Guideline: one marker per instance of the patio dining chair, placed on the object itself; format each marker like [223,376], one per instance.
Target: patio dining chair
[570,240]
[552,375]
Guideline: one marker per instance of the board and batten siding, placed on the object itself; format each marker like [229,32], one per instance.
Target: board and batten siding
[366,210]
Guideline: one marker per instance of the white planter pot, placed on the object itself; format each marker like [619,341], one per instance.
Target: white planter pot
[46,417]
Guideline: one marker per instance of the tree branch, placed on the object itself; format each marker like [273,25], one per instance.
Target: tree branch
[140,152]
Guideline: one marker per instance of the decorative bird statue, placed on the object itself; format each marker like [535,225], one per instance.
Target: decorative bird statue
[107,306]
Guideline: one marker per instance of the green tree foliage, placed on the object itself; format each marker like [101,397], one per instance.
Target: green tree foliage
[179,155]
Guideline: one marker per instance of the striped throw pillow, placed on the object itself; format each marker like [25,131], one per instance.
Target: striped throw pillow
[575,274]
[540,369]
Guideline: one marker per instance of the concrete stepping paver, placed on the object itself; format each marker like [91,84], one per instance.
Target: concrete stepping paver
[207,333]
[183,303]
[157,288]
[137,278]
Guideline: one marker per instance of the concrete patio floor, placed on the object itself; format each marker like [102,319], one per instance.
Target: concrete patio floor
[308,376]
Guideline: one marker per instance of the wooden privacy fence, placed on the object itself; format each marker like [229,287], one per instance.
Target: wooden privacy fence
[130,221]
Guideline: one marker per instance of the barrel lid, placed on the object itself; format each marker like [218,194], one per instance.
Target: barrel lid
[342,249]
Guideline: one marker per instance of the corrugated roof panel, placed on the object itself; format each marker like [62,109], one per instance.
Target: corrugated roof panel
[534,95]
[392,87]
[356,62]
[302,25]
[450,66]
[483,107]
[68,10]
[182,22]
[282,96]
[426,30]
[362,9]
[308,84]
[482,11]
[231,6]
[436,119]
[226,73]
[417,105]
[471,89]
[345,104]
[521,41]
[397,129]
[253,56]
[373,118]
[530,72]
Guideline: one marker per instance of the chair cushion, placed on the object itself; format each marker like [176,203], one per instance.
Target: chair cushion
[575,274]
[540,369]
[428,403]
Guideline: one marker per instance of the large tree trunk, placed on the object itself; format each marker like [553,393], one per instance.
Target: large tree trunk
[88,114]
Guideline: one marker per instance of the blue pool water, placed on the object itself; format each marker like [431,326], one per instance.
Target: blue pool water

**SET TASK**
Copy every record above exactly as it appears.

**THE ANSWER**
Guideline: one marker per instance of the patio dining chair, placed on the object itself; format each marker like [223,376], one per instance.
Target: patio dining chair
[570,240]
[552,375]
Guideline: one marker per instance of the board and batten siding, placed on the object itself; format each marker like [229,32], one per instance.
Target: board and batten siding
[366,210]
Guideline: one marker per instance of the white planter pot, placed on the object itself; format each marker like [619,341], one per instance.
Target: white planter pot
[46,417]
Guideline: one marker per instance of the tree branch, placed on the object itself; format each marker like [273,25], one per instance.
Target: tree branch
[140,152]
Guideline: one marker per instance of the decorative bird statue, placed on the object itself; format each marker like [535,225], one per instance.
Target: decorative bird statue
[107,306]
Guideline: one marker per instance of the green tree foliage, placed on the object itself; format each marker like [101,397], one per instance.
Target: green tree foliage
[179,155]
Guideline: one marker per instance of the striped throw pillow, placed on the object itself; format each marker like [25,131], one per instance.
Target: striped throw pillow
[575,274]
[540,369]
Guideline: one marker per instance of the concrete stepping paver, placed on the object itself; format each marker like [91,84], one per instance.
Target: concrete stepping paver
[207,333]
[183,303]
[157,288]
[137,278]
Guideline: one marker per instance of the concrete patio floor, placed on the object itself; format each marker like [102,319], one per instance.
Target: concrete patio floor
[308,376]
Guideline: one marker per instance of the wooden privacy fence, placed on the object itself; format each marker like [229,287], one per instance.
Target: wooden privacy fence
[130,221]
Guideline: one marker per instance of the barrel lid, placed on the object itself; format each marker like [218,194], one per instance.
Target: barrel lid
[342,249]
Guideline: one marker per instance of the corrugated roof panel, placed on the object itself; format each marker like [62,109], one per instance.
Target: corrugated roof panel
[534,95]
[392,87]
[356,62]
[302,25]
[450,66]
[483,107]
[68,10]
[182,22]
[282,96]
[426,30]
[362,9]
[308,84]
[482,11]
[231,6]
[436,119]
[226,73]
[417,105]
[471,89]
[345,104]
[521,41]
[397,129]
[253,56]
[373,118]
[530,72]
Guideline: one marker per instance of the chair cushion, placed on the object itself; format each marker like [176,203], one per instance.
Target: chair cushion
[575,274]
[540,369]
[428,403]
Guideline: one marker per instance of the large tree trunk, placed on the object itself; format each marker like [553,393], one per instance.
Target: large tree trunk
[88,114]
Guideline: one marker per instance of the blue pool water, placed on the object itself; format each marker like [431,326], one per instance.
Target: blue pool water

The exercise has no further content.